### Requirement
How many lines in the material below contain the string "frame"? Answer with the number alone.

### Given data
* * * * *

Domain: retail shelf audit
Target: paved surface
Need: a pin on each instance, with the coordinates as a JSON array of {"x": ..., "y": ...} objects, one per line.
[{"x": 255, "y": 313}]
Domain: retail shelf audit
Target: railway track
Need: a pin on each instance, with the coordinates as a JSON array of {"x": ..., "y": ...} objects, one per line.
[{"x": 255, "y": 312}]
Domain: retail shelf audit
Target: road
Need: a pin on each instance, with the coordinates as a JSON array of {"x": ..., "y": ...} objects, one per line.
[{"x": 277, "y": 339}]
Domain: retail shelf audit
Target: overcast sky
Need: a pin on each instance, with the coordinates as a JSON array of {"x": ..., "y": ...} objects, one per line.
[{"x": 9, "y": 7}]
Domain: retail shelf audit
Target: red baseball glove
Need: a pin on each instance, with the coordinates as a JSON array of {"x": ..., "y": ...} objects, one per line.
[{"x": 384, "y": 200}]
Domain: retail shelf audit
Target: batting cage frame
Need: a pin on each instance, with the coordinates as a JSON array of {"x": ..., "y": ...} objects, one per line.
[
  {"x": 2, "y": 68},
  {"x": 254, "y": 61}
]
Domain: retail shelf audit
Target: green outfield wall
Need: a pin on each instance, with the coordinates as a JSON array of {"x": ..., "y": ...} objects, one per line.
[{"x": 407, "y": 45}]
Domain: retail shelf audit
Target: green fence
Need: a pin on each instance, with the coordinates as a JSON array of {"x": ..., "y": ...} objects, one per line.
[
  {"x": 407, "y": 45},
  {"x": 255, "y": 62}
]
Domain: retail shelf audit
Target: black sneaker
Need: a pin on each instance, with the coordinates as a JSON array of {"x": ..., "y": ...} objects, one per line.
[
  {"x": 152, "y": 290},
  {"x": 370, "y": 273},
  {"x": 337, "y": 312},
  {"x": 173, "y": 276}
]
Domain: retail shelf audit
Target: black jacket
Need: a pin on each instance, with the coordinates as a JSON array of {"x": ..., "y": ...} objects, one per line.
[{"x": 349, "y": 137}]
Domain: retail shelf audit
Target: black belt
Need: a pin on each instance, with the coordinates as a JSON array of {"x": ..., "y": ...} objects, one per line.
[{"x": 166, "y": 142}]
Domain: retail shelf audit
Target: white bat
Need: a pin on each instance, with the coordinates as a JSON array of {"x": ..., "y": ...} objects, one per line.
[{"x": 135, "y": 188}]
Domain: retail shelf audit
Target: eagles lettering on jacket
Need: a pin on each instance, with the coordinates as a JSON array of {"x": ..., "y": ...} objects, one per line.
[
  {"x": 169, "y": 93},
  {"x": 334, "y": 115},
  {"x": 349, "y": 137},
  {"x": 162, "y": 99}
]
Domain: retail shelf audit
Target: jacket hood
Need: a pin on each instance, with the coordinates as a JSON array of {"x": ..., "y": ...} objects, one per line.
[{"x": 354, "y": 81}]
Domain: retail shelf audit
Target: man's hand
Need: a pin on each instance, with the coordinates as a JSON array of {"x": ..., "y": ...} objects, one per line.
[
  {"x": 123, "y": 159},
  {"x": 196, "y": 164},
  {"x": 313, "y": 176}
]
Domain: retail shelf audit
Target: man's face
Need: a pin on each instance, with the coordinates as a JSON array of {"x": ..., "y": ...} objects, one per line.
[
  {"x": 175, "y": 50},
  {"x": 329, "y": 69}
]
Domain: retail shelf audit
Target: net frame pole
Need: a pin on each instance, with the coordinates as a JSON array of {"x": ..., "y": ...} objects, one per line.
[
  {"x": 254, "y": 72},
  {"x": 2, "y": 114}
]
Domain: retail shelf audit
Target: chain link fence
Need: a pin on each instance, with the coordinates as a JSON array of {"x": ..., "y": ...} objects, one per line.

* * * * *

### Answer space
2